[Text under study — start]

In the midst of the economic gloom Bill Gates came to France. Not since Wilbur Wright, back in 1908, has an American arrived in France quite so imbued with the mystique of American inventiveness, industry, and technological hocus-pocus. Bill Gates came here with a masterpiece, the Leonardo Codex, and it has gone on display in the Musee du Luxembourg, but his visit seems unlikely to produce a masterpiece, as Wilbur Wright’s did. Wright became the subject of one of the great portraits by the boy genius Jacques-Henri Lartigue, the Mozart of photography, which summed up the early-twentieth-century French view of American technological wizardry; grave, dignified, pure. Bill Gates doesn’t have the bone structure, and anyway, the French cult of Gates is strangely indeterminate. He is described, variously, as the father of the Internet and the creator of popular computing—as anything except what he is, which is the head of a gigantic corporation. He is a symbol divorced from his invention, an aviator without an airplane.

[Text under study — finish]

§ What you are asked to do
In the text on Bill Gates's visit to France, what masterpiece did Gates bring, and where was it put on display?

[Data under study — start]

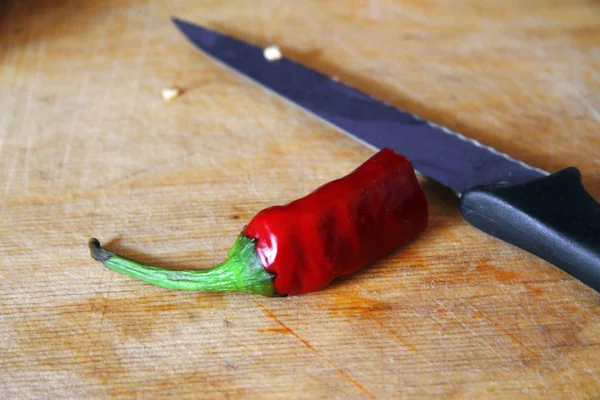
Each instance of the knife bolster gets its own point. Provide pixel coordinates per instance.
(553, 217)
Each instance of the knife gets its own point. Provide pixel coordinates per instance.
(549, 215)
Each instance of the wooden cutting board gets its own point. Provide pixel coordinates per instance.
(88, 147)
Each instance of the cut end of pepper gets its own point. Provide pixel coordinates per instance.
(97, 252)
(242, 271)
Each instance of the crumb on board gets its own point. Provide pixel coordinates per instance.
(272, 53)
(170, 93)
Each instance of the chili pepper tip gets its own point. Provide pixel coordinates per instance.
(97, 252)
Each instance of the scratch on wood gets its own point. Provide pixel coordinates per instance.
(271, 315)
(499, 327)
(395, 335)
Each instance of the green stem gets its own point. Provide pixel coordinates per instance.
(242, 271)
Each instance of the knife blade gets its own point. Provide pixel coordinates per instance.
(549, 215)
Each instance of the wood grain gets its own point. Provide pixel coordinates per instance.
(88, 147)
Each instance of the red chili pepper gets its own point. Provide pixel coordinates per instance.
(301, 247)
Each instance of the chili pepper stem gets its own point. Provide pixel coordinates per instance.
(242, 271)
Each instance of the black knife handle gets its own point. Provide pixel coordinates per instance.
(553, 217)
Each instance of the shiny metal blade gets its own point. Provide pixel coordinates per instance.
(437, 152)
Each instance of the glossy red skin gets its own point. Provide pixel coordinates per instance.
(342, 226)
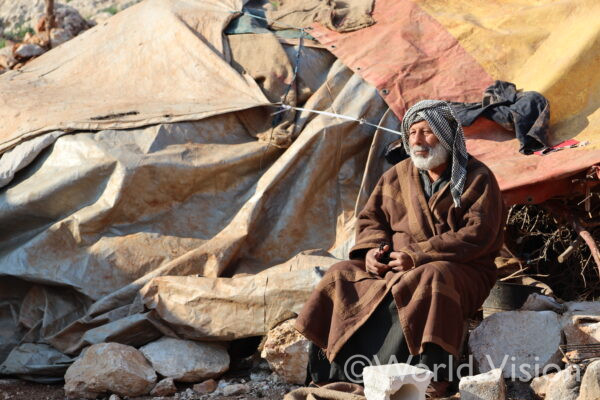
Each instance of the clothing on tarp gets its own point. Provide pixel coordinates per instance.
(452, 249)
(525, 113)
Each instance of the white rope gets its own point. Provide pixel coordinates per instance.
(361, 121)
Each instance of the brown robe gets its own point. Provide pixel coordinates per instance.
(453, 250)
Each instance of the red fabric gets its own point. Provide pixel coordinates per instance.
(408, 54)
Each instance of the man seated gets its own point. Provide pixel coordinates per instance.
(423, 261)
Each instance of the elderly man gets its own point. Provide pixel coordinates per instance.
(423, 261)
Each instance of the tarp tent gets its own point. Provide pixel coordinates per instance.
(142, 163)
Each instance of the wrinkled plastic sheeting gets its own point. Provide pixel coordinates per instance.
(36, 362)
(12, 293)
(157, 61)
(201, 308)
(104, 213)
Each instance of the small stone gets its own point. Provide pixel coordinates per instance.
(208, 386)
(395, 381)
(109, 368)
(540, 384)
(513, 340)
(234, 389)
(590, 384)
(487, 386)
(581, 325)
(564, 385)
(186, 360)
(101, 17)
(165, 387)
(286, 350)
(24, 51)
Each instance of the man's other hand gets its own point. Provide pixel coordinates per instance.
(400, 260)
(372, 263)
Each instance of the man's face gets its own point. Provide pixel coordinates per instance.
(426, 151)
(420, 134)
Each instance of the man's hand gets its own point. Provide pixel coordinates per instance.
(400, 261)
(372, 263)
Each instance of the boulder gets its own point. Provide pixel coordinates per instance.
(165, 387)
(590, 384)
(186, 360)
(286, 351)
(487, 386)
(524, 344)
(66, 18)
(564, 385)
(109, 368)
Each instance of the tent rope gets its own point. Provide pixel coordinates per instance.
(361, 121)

[Data under study — finish]
[Data under study — start]

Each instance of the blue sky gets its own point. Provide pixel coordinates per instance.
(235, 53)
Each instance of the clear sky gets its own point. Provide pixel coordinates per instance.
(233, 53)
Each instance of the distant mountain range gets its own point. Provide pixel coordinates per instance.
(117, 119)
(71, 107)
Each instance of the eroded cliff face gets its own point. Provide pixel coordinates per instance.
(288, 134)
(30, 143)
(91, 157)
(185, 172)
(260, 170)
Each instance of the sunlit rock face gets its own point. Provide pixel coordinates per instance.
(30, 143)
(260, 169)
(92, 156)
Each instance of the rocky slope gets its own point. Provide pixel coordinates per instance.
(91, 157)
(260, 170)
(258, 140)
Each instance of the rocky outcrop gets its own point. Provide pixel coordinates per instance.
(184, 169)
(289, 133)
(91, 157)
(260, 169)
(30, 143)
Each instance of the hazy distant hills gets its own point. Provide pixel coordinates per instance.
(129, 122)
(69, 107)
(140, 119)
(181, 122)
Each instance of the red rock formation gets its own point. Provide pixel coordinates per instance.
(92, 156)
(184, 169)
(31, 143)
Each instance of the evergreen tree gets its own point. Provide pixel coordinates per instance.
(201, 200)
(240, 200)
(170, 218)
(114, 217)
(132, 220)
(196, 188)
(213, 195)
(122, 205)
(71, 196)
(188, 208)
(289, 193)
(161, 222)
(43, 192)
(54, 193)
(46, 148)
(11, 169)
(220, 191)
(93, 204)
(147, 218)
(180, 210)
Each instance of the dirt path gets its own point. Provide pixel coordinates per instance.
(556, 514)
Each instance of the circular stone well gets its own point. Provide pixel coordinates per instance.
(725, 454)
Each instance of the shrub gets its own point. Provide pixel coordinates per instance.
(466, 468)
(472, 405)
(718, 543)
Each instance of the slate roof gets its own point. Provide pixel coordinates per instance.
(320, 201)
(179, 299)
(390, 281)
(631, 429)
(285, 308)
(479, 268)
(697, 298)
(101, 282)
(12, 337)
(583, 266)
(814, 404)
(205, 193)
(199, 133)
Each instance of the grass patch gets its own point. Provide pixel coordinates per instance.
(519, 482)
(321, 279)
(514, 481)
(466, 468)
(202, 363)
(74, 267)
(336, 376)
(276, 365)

[Data under study — finish]
[Data under study — start]

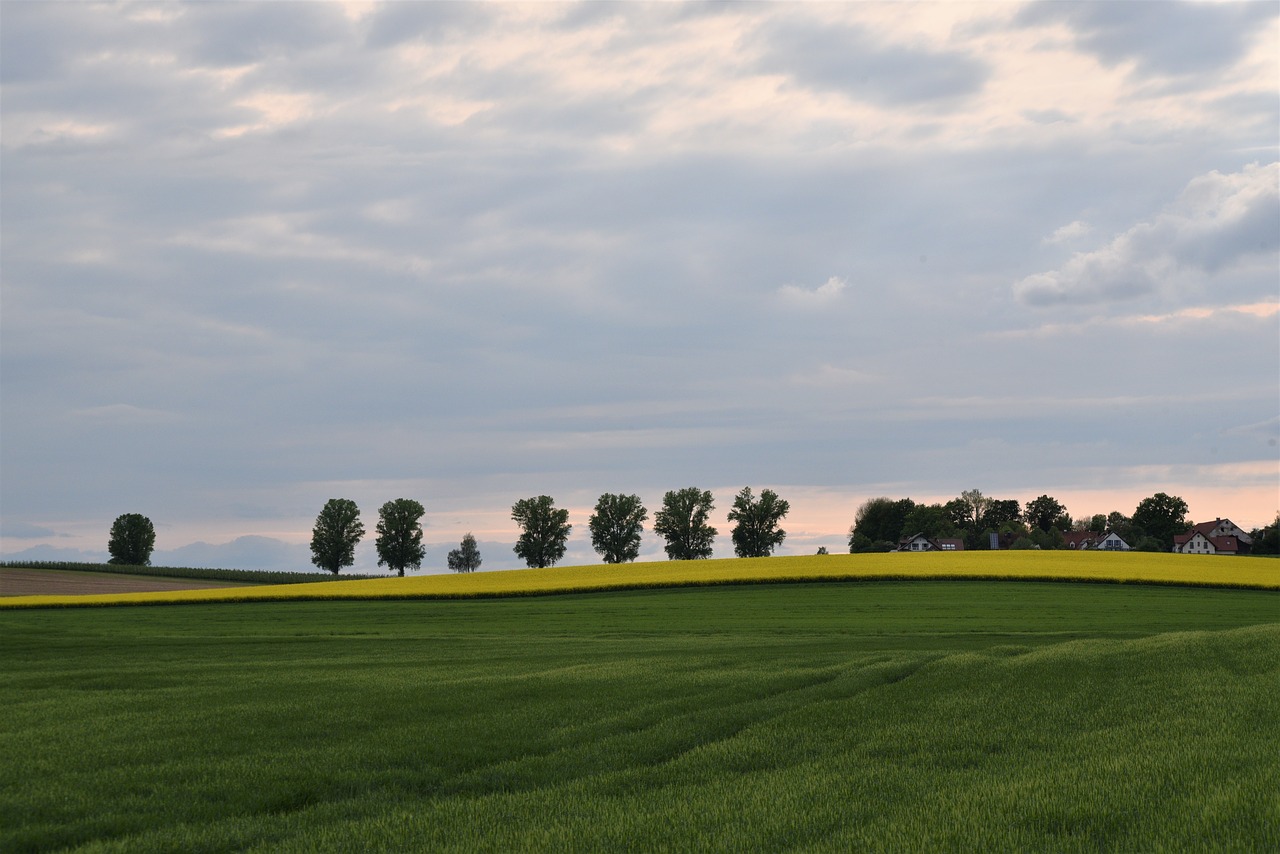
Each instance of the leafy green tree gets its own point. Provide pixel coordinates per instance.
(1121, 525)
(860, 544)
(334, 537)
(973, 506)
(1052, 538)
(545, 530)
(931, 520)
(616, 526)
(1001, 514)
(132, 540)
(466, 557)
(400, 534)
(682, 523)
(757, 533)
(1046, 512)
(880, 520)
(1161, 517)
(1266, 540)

[Data under study — finish]

§ Task response
The Leonardo Codex, displayed in the Musee du Luxembourg.